> WORK ITEM: Write exactly, with no line omitted or added, the span beginning at the line that holds "For the scouting tally, point out every instance of the engine" and ending at the last line of the records.

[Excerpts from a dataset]

■ ■ ■

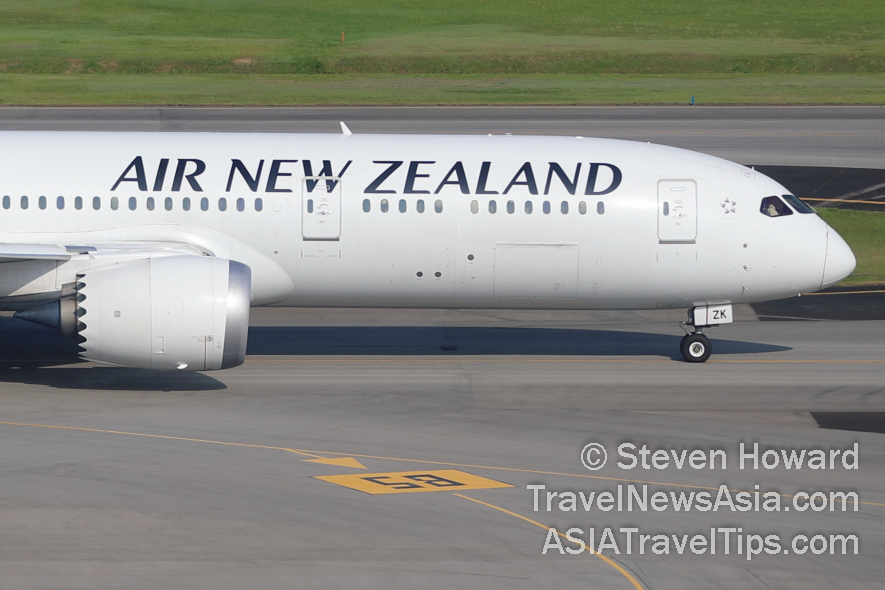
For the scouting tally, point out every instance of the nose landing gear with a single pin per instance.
(695, 346)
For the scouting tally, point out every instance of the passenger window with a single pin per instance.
(774, 207)
(797, 204)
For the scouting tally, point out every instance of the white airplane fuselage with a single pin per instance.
(580, 247)
(380, 221)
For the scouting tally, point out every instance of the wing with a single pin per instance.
(20, 252)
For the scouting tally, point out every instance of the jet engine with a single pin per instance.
(165, 312)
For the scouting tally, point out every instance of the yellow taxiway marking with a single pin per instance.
(403, 482)
(607, 560)
(339, 461)
(317, 455)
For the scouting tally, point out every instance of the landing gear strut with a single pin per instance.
(695, 346)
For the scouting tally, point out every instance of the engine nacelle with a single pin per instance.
(166, 312)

■ ■ ■

> ANSWER TO THE EXERCISE:
For the scouting tally, point out every instance of the engine nacelle with a single pin per instance.
(166, 312)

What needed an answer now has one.